Rewrite the data between the lines holding "of the ornate" and "pixel 433 593", inclusive, as a Markdown table with the columns Row and Line, numbering each row and omitting blank lines. Include only these lines.

##### SUPPLIED DATA

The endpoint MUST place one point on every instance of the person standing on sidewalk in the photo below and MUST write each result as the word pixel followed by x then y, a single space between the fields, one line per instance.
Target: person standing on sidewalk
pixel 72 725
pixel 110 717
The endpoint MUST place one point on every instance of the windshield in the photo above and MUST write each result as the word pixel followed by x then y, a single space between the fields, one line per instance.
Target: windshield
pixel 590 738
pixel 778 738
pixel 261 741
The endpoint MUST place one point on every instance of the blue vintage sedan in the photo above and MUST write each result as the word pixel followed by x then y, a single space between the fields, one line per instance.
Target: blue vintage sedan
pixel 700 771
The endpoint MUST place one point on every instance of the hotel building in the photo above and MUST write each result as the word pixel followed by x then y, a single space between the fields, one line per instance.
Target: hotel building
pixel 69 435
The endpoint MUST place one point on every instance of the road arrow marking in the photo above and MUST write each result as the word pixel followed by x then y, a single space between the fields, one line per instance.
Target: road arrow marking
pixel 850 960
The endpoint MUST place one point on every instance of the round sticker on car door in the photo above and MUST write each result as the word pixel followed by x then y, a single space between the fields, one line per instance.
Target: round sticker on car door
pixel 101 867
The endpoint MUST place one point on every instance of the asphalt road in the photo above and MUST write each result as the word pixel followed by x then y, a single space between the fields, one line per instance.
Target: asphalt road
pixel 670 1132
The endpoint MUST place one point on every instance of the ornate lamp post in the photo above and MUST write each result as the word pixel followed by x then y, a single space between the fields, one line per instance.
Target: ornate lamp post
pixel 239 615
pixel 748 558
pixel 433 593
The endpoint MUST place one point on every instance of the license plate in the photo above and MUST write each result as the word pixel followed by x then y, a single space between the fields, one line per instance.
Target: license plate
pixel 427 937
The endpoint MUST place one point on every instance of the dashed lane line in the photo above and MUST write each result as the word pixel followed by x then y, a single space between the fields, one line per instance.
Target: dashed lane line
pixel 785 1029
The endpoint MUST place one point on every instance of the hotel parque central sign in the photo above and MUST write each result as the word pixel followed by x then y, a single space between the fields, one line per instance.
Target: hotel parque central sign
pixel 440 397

##########

> SOLUTION FOR THIS EXERCISE:
| Row | Line |
|---|---|
| 1 | The endpoint MUST place one point on every instance of the ornate lamp post in the photo above and MUST write each result as the word pixel followed by x then y, a single space between the fields, one line per instance. |
| 2 | Target: ornate lamp post |
| 3 | pixel 239 615 |
| 4 | pixel 748 558 |
| 5 | pixel 433 593 |